**WORK REQUIRED**
Without including any pictures, write out the listing below exactly.
-- Start of RECORDS FOR THIS TASK --
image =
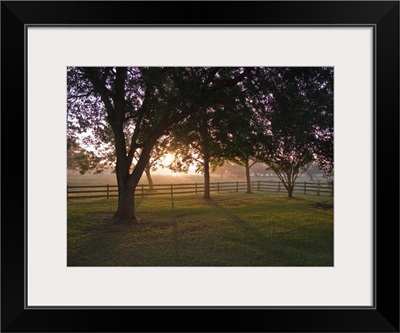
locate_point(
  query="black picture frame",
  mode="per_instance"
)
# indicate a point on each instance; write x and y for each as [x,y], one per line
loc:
[382,317]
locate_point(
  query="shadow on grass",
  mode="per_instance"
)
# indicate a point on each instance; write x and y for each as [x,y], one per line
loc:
[236,220]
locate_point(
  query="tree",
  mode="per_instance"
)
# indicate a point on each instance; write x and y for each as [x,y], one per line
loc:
[130,108]
[298,126]
[195,143]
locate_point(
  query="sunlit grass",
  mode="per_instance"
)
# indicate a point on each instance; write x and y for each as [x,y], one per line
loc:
[260,229]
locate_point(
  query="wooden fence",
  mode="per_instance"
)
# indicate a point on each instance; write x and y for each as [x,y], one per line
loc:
[142,190]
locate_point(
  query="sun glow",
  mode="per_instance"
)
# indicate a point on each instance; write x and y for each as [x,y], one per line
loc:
[167,159]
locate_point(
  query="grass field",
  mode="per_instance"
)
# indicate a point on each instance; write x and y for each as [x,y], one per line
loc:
[232,229]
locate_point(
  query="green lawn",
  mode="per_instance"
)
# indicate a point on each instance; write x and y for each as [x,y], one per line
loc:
[232,229]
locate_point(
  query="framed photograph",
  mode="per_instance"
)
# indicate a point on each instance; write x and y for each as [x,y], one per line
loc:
[74,72]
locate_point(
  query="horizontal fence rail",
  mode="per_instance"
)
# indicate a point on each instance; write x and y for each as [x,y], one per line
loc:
[142,190]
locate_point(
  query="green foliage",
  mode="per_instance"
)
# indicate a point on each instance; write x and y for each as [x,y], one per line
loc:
[262,229]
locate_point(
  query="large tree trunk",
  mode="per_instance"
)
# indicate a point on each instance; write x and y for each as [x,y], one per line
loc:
[290,191]
[149,179]
[126,205]
[247,166]
[206,194]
-- End of RECORDS FOR THIS TASK --
**ANSWER**
image =
locate_point(
  query="black picture frame",
  mode="per_instance"
)
# indicate a point on each instance; write x and y for each as [x,y], one per line
loc:
[382,317]
locate_point(
  query="shadow on grass",
  mode="per_instance"
)
# indicate a point on each instance; write x and y for each as [x,y], one per line
loc:
[236,220]
locate_point(
  query="tree",
  mode="per_instance"
)
# indicate a point on each instance; write x and y for each as [x,y], one per line
loc:
[130,108]
[298,126]
[195,143]
locate_point(
  query="sunlit grass",
  mode="per_instance"
)
# indicate a point on each instance; write x and y for each as [x,y], one per line
loc:
[260,229]
locate_point(
  query="wooden fence",
  mode="per_instance"
)
# indicate a point on each instance; write x and y for each as [x,y], one per line
loc:
[142,190]
locate_point(
  query="sun glow",
  mode="per_instance"
)
# indicate a point on each instance; write x and y for each as [x,y], one per line
loc:
[167,159]
locate_point(
  query="grass field",
  mode="per_instance"
)
# indicate a point on each instance; write x and y for each as [x,y], one per line
loc:
[232,229]
locate_point(
  query="green lawn",
  mode="per_instance"
)
# indicate a point on each instance; write x and y for each as [x,y], one per line
loc:
[232,229]
locate_point(
  query="framed photograph",
  mode="per_instance"
)
# indicate a point on each instance; write x and y for each as [x,y], one per line
loc:
[74,72]
locate_point(
  query="horizontal fence rail",
  mode="per_instance"
)
# indicate a point on each instance; write x and y for each as [x,y], one per line
loc:
[142,190]
locate_point(
  query="green foliage",
  mode="per_instance"
)
# indicate a point on each instance; write x and y for each as [x,y], one per line
loc:
[262,229]
locate_point(
  query="large tree trunk",
  mode="per_instance"
)
# indicate a point on each instance; write x and y for each as [x,y], one per line
loc:
[290,191]
[149,179]
[126,205]
[247,166]
[206,194]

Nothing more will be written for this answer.